TESTO DATO:
MONASTERO MARANGO,"Una via concreta alla conversione"

3° Domenica di Avvento (anno C)
Letture: Sof 3,14-18; Fil 4,4-7; Lc 3,10-18
Una via concreta alla conversione DON GIORGIO SCATTO
Ancora Giovanni: l’uomo che segnerà come nessun altro il cammino di Gesù.
Questo ruvido profeta conosce la
crisi profonda in cui il popolo è precipitato, conseguenza inevitabile del peccato e della ribellione di Israele. Ormai ogni rimedio posticcio e superficiale, a cui ricorrono spesso gli uomini della religione e i capi delle comunità, sono perfettamente inutili ad evitare quella che lui stesso chiama «l’ira imminente».  Tutto è corrotto e contaminato: il tempio e i sacrifici di espiazione che vi si celebrano; i sacerdoti e gli scribi, che hanno perso ogni possibilità di dire una parola autorevole; il popolo, perso dietro ai suoi affari e ai suoi molteplici idoli. E poi ci sono gli umiliati, gli impoveriti da un sistema oppressivo e violento. L’Alleanza è spezzata. Il «battesimo» di Giovanni è l’inizio di una Alleanza nuova, attraverso un rito di conversione radicale, che invoca il perdono di Dio e la sua misericordia.
Il tempio, i sacrifici, le complicate interpretazioni della Legge, la stessa appartenenza al popolo eletto: tutto viene relativizzato da questo profeta di fuoco. Una cosa soltanto è decisiva e urgente: convertirsi a Dio e accogliere il suo perdono.

Giovanni, per compiere la sua opera di purificazione, sceglie il deserto, fuori dalla terra promessa, lì dove il Giordano sfocia nel mar Morto. E’ il luogo dove, secondo la tradizione, Giosuè aveva attraversato il fiume per entrare nella Terra Santa. Una scelta intenzionale. Il Battista chiama la gente a collocarsi simbolicamente al punto di partenza, prima di attraversare il fiume; come la «prima generazione del deserto», anche ora il popolo deve ascoltare Dio, purificarsi nelle acque del Giordano ed entrare rinnovato nel paese della pace e della salvezza.
La consapevolezza di vivere lontani da Dio, la necessità della conversione e la speranza di salvarsi nel «giorno finale» portavano non pochi a cercare la purificazione nel deserto; Giovanni non era l’unico; a meno di venti chilometri dal luogo in cui battezzava si innalzava il «monastero» di Qumran, dove una numerosa comunità di «monaci» vestiti di bianco e ossessionati dalla purità rituale praticava nel corso della giornata bagni e riti di purificazione in piccole piscine predisposte particolarmente per questo scopo.

VOCI ELENCATE:
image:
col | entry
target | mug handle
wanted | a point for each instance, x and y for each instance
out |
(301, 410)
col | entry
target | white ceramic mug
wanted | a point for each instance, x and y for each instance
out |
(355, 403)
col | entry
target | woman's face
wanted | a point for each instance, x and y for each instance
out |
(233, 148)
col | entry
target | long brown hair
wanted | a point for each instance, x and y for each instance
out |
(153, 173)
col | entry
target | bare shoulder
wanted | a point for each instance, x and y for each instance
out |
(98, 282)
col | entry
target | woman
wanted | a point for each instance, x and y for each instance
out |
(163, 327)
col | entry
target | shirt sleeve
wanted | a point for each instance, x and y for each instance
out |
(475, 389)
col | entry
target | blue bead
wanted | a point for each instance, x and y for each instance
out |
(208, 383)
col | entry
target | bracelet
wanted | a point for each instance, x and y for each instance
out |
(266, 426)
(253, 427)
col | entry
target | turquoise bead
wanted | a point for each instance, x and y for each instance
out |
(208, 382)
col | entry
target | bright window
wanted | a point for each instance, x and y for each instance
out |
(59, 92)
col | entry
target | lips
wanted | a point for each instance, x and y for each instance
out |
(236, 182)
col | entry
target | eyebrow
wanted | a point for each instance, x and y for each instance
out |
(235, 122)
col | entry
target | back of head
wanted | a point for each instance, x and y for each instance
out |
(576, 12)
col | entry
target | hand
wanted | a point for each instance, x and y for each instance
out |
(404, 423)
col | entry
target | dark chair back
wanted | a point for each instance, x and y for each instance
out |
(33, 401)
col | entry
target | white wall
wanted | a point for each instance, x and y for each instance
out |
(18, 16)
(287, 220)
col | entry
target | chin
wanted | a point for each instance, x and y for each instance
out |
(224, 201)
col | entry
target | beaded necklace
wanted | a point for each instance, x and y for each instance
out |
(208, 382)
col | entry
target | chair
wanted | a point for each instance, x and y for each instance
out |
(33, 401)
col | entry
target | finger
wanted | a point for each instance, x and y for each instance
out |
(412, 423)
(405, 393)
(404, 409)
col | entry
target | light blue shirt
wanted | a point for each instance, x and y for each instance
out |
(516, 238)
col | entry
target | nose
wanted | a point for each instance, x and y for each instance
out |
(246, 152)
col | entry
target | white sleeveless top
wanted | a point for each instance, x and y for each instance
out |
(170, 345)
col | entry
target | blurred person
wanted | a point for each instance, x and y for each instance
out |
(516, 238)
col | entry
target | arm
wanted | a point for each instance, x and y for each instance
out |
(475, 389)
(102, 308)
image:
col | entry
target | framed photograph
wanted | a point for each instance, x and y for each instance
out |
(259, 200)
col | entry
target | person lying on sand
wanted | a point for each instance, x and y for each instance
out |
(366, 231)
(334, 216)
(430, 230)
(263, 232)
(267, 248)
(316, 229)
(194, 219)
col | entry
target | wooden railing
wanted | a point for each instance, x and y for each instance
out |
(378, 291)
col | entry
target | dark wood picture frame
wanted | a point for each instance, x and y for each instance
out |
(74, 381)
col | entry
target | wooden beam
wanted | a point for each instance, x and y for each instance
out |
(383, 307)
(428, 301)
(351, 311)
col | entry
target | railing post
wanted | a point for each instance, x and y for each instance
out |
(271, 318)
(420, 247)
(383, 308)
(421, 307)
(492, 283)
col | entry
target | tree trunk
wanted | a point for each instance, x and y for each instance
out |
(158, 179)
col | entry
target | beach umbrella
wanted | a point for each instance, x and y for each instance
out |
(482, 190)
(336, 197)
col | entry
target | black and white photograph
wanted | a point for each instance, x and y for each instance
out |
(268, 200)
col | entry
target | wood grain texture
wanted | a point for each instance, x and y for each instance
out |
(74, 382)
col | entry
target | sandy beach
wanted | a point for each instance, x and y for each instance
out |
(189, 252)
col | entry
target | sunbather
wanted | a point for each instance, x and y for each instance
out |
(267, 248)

CONSEGNA SCRITTA: Elenca tutte le realtà che, secondo il testo sulla conversione, vengono relativizzate dal profeta di fuoco. Le voci riportate sono materiale a sé, distinto dal testo.

SOLUZIONE:
- il tempio
- i sacrifici
- le complicate interpretazioni della Legge
- la stessa appartenenza al popolo eletto